[What to do]:
Collect all lines from the records below that include the word "outline".
[[ Data shown open ]]
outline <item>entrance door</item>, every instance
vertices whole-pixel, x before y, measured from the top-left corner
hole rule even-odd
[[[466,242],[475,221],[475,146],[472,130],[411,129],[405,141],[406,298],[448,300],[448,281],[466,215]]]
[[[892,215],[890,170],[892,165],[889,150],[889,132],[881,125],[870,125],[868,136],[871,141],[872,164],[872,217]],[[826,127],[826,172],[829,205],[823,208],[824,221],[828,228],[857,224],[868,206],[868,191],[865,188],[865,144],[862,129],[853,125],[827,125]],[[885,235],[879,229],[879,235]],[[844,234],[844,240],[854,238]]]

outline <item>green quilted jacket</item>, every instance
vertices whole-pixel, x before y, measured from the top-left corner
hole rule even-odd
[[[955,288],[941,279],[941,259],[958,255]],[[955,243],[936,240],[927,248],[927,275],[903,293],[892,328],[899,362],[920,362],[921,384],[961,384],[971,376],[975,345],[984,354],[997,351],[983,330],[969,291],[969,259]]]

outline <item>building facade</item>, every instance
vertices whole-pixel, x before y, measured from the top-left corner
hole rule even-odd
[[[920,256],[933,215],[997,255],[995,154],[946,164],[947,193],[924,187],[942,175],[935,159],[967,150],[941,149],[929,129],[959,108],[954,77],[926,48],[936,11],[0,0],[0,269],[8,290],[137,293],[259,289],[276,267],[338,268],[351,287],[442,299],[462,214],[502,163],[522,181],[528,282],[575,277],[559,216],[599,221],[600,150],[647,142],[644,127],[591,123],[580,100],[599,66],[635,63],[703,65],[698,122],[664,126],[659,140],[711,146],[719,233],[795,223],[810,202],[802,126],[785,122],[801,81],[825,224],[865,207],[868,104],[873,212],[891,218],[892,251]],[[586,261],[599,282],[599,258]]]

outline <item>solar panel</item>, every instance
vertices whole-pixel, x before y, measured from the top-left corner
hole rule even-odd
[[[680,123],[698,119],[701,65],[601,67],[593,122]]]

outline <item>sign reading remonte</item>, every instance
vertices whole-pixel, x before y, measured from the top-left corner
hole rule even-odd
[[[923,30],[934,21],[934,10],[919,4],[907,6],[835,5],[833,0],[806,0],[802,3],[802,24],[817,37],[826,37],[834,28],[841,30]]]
[[ Data shown closed ]]
[[ Data shown open ]]
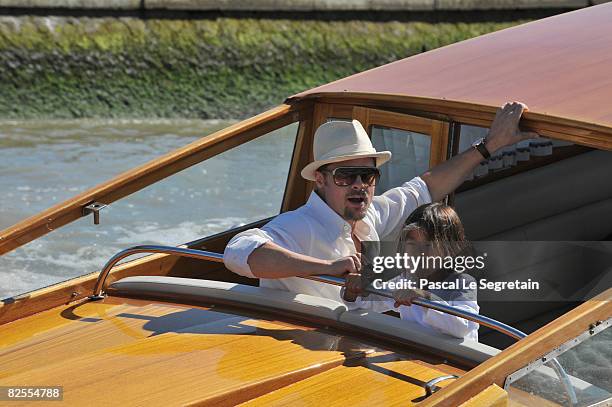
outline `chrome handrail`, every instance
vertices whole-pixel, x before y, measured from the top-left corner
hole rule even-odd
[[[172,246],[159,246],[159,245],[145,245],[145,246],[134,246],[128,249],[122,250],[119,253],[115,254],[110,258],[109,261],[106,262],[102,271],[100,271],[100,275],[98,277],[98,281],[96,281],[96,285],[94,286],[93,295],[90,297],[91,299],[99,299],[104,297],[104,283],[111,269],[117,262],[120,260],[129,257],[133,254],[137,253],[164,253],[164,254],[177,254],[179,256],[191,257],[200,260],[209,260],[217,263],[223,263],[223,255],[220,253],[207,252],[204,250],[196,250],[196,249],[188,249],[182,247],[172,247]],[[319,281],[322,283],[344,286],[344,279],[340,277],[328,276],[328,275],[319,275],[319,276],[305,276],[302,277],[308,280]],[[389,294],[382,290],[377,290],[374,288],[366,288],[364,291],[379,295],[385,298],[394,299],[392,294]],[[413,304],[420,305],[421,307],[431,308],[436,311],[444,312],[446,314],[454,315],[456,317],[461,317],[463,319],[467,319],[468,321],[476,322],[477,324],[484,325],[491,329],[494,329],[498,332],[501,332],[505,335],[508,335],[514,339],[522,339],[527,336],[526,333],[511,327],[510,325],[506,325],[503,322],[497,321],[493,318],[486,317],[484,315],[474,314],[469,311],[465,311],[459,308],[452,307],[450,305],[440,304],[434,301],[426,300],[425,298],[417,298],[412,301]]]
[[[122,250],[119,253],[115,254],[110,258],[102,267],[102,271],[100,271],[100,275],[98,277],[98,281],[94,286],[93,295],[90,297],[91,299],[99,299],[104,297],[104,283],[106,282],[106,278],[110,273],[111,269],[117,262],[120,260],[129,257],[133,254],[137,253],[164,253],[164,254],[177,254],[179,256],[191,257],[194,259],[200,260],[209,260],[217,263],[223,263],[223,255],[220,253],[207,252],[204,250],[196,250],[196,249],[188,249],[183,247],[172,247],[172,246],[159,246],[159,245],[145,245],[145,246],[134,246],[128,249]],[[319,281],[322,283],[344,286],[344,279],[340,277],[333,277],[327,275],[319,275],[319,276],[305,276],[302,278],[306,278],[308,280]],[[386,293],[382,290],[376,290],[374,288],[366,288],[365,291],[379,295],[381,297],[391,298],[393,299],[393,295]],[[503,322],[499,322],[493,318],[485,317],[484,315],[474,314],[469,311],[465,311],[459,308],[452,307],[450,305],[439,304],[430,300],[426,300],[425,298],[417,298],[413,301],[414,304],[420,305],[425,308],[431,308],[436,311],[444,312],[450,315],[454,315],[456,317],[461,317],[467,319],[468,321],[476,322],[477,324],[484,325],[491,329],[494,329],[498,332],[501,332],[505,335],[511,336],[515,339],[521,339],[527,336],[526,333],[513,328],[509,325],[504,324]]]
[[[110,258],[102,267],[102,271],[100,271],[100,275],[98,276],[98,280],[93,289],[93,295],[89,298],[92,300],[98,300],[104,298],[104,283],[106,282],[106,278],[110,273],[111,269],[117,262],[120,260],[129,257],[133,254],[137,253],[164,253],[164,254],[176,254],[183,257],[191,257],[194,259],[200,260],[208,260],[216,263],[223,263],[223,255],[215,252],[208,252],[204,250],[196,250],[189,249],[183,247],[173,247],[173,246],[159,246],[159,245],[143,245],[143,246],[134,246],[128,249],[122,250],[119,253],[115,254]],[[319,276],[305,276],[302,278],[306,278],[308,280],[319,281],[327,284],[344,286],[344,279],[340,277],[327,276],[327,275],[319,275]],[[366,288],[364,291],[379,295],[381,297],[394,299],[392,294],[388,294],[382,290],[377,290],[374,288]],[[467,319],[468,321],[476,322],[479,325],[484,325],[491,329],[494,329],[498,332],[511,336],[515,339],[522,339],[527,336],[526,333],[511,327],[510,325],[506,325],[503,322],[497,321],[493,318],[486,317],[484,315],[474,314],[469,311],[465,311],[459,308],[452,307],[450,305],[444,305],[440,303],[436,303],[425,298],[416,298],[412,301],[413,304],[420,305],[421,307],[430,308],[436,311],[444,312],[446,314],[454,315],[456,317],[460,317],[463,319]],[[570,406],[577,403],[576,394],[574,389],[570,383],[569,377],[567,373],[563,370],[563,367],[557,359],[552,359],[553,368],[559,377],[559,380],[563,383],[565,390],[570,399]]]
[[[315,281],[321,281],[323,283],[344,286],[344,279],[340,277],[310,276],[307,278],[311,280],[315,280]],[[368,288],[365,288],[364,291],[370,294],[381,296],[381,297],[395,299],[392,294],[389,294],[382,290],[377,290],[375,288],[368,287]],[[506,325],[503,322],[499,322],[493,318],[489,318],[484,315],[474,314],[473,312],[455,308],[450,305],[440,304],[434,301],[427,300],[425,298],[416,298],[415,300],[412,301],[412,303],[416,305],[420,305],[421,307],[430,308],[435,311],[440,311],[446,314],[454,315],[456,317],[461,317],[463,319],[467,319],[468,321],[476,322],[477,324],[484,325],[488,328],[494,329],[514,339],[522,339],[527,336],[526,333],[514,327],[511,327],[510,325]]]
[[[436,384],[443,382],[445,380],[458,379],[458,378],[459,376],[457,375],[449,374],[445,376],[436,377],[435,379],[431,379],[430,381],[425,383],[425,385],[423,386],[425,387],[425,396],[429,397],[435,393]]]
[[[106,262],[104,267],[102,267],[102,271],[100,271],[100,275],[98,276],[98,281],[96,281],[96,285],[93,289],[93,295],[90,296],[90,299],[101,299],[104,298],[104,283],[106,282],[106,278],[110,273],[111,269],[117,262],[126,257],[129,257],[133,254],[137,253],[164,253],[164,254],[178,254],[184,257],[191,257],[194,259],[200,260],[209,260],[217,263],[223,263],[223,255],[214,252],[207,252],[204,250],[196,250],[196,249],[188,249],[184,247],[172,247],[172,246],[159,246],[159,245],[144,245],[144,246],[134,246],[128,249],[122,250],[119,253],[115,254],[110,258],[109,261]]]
[[ Data shown closed ]]
[Response area]:
outline <item>entrance door</item>, every instance
outline <item>green quilted jacket</item>, every instance
outline <item>building facade</item>, every instance
outline <item>solar panel</item>, every instance
outline <item>sign reading remonte</item>, every instance
outline `chrome handrail`, every instance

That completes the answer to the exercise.